Point-per-instance localization data
==*==

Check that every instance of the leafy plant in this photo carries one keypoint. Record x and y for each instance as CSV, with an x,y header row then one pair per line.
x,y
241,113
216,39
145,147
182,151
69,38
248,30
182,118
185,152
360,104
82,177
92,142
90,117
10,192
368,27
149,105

==*==

Each record has to be given again exactly as written.

> **Your solution**
Check that every instance of the leafy plant in this photo carries one keypoint. Record x and y for each instance as CSV, with an x,y header row then one pair per line.
x,y
241,113
216,39
145,147
182,151
69,38
248,30
182,118
185,152
360,104
82,177
92,142
90,117
10,192
368,27
149,105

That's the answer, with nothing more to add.